→ **Task**: Transcribe all of the material exactly.

→ **Working data**:
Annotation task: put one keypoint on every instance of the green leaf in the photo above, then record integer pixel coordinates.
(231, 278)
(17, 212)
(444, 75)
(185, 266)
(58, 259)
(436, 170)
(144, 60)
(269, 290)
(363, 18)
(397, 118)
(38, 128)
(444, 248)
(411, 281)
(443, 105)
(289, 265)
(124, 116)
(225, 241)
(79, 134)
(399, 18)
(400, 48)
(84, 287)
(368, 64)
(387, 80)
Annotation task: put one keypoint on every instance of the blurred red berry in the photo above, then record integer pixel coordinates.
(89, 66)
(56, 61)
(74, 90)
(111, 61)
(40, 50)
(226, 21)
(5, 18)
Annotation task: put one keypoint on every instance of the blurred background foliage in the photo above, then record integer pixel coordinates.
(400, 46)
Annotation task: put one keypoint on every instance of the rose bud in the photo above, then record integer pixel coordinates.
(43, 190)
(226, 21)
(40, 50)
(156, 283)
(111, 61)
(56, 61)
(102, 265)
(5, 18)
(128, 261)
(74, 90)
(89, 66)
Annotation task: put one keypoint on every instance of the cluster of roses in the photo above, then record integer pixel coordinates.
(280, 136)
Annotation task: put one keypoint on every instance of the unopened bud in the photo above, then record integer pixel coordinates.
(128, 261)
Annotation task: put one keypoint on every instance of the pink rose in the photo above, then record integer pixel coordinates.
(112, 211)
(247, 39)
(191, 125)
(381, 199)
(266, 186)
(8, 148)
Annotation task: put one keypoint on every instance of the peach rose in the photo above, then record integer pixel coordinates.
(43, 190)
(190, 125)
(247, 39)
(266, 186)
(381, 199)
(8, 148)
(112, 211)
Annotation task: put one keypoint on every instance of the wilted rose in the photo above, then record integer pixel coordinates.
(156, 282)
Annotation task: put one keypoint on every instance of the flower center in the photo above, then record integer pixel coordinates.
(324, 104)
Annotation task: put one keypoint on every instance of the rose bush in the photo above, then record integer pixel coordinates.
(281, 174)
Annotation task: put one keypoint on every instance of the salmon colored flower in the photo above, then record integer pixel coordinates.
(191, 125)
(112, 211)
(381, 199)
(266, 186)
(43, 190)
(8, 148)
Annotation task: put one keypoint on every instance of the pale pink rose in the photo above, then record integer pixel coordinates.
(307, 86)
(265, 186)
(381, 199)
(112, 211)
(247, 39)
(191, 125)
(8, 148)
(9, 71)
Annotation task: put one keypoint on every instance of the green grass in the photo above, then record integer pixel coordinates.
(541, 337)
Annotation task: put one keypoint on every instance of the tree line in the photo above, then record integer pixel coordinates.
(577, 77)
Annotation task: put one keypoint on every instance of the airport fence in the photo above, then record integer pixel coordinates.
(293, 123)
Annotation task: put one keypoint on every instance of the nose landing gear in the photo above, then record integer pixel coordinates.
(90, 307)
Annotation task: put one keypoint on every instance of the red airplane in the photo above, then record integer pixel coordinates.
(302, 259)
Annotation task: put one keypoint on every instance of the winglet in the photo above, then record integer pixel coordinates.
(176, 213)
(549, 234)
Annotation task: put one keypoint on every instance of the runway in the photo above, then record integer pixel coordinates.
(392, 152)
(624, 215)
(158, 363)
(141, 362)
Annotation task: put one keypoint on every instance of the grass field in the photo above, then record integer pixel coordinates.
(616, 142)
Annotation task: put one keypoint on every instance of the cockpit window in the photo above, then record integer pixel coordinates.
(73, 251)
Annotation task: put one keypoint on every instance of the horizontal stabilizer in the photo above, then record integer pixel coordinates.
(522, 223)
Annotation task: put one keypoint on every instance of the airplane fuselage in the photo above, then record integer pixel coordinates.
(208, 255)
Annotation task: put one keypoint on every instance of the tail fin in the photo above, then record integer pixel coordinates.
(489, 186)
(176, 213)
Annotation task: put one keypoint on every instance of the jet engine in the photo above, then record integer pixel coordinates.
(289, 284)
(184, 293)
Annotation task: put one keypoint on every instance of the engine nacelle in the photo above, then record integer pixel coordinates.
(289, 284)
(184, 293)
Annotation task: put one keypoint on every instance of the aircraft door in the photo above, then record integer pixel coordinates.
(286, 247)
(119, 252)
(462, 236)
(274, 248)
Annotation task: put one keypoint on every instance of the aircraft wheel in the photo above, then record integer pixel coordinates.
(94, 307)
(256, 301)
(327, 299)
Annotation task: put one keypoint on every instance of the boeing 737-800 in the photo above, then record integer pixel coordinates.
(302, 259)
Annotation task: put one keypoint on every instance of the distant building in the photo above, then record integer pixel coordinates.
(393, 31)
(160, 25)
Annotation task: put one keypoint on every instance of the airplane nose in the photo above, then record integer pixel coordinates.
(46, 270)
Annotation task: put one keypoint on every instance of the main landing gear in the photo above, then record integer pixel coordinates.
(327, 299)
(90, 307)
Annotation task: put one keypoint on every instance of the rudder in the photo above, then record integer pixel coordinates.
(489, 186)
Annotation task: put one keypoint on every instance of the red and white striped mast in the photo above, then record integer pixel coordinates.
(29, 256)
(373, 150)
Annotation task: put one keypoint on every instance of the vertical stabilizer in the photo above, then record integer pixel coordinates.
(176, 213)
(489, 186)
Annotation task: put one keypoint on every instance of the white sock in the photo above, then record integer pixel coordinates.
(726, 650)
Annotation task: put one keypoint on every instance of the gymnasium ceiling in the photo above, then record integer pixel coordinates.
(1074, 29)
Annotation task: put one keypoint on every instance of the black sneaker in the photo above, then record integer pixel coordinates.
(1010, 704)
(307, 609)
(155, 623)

→ **The result**:
Annotation task: put one keypoint on every instance of the green leaf in the photo above, then record integer pixel coordinates.
(231, 278)
(17, 212)
(444, 75)
(185, 266)
(58, 259)
(436, 170)
(144, 60)
(269, 290)
(363, 18)
(397, 118)
(38, 128)
(444, 248)
(411, 281)
(443, 105)
(289, 265)
(124, 116)
(225, 241)
(79, 134)
(399, 18)
(400, 48)
(84, 287)
(368, 64)
(387, 80)
Annotation task: put one keypoint on every instance of the blurred red berry in the photo above, then record integer pixel coordinates.
(89, 66)
(56, 61)
(74, 90)
(111, 61)
(40, 50)
(226, 21)
(5, 18)
Annotation task: put one keypoint on every instance of the blurred background foliage in the photo above, then record integer pixel coordinates.
(400, 46)
Annotation task: put one keypoint on every instance of the rose bud in the photo above, then record integer pixel coordinates.
(43, 190)
(226, 21)
(40, 50)
(156, 283)
(111, 61)
(56, 61)
(102, 265)
(5, 18)
(128, 261)
(74, 90)
(89, 66)
Annotation task: put one keypoint on every instance of the cluster of roses in the photo above, then record integer pixel coordinates.
(280, 136)
Annotation task: put one keypoint on every instance of the unopened bud in the photo above, then record integer pixel coordinates.
(128, 261)
Annotation task: put one keypoint on every instance of the pink rose in the photo above, then record integer pixel coordinates.
(112, 211)
(247, 39)
(191, 125)
(381, 199)
(266, 186)
(8, 148)
Annotation task: put one keypoint on every instance of the peach rose in the photo above, then record integer pixel coordinates.
(43, 190)
(190, 125)
(247, 39)
(266, 186)
(381, 199)
(8, 148)
(112, 211)
Annotation task: put one keypoint on every instance of the wilted rose in the photo above, then record integer pixel coordinates.
(156, 282)
Annotation task: put one keypoint on every instance of the flower center in the photo above, then record integer pixel coordinates.
(324, 104)
Annotation task: put one keypoint on every instance of the rose bush in the photo above, then record integer pixel coordinates.
(281, 174)
Annotation task: put one keypoint on every instance of the salmon colored flower in the photo above, then record integer pixel coordinates.
(191, 125)
(112, 211)
(381, 199)
(266, 186)
(43, 190)
(8, 148)
Annotation task: put one keypoint on every instance of the pale pink rose in the photo above, then record integer pixel coordinates.
(307, 86)
(265, 186)
(381, 199)
(112, 211)
(247, 39)
(191, 125)
(8, 148)
(9, 71)
Annotation task: put one keypoint on every instance of the green grass in the photo above, then record integer pixel coordinates.
(541, 337)
Annotation task: put one keypoint on every instance of the tree line in the photo above, then record integer pixel coordinates.
(577, 77)
Annotation task: put one keypoint on every instance of the airport fence in the photo above, then record integer pixel coordinates.
(293, 123)
Annotation task: put one keypoint on every instance of the nose landing gear in the photo above, then record integer pixel coordinates.
(90, 307)
Annotation task: put one keypoint on every instance of the red airplane in the photo above, then record integer pixel coordinates.
(302, 259)
Annotation task: put one keypoint on every instance of the winglet in the photo above, then record integer pixel coordinates.
(176, 213)
(549, 234)
Annotation task: put one keypoint on every instance of the runway in the photo above, then record integer pixel coordinates.
(392, 152)
(624, 215)
(158, 363)
(141, 362)
Annotation task: put one keypoint on every instance of the grass field in the photo above, then record integer pixel coordinates.
(616, 142)
Annotation task: put one keypoint on every instance of the cockpit window in the photo above, then record integer pixel coordinates.
(73, 251)
Annotation task: put one keypoint on every instance of the horizontal stabilizer in the photo above, then record integer pixel coordinates.
(522, 223)
Annotation task: put one keypoint on every instance of the airplane fuselage in the photo above, then record integer pixel coordinates.
(208, 255)
Annotation task: put one keypoint on every instance of the tail fin in the photo above, then record integer pixel coordinates.
(489, 186)
(176, 213)
Annotation task: put one keypoint on every instance of the jet engine in the photo above, then record integer pixel coordinates.
(289, 284)
(184, 293)
Annotation task: put one keypoint on every instance of the engine nacelle in the photo above, then record integer pixel coordinates.
(289, 284)
(184, 293)
Annotation task: put one keypoint on every instance of the aircraft door in the photo above, then record integer pixel coordinates.
(286, 247)
(119, 252)
(462, 236)
(274, 248)
Annotation task: put one keypoint on every instance of the aircraft wheel in the photo above, then record integer pixel coordinates.
(94, 307)
(256, 301)
(327, 299)
Annotation task: put one keypoint on every instance of the boeing 737-800 in the photo above, then record integer pixel coordinates.
(302, 259)
Annotation task: put one keypoint on every instance of the distant building in the photo above, then record integer pixel coordinates.
(393, 31)
(160, 25)
Annotation task: put one keypoint on every instance of the airplane nose in the photo above, then record integer pixel coordinates.
(46, 270)
Annotation task: put one keypoint on every instance of the main landing gear in the photo above, then record integer pixel coordinates.
(327, 299)
(90, 307)
Annotation task: put one keypoint on every instance of the rudder in the photo above, then record integer pixel coordinates.
(489, 186)
Annotation task: put one keypoint on every instance of the red and white striped mast in the photo above, then record integer pixel coordinates.
(29, 256)
(373, 150)
Annotation task: put one keypoint on every instance of the vertical stabilizer in the photo above, then record integer pixel coordinates.
(176, 213)
(489, 186)
Annotation task: put one keypoint on every instance of the white sock in the photo above, then record integer pixel coordinates.
(726, 650)
Annotation task: put one keypoint on every instance of the gymnasium ceiling in the photo above, then record integer pixel coordinates.
(1074, 29)
Annotation task: put one keypoint on every instance of the black sneaker in the photo above, then record integer pixel coordinates.
(1010, 704)
(307, 609)
(155, 623)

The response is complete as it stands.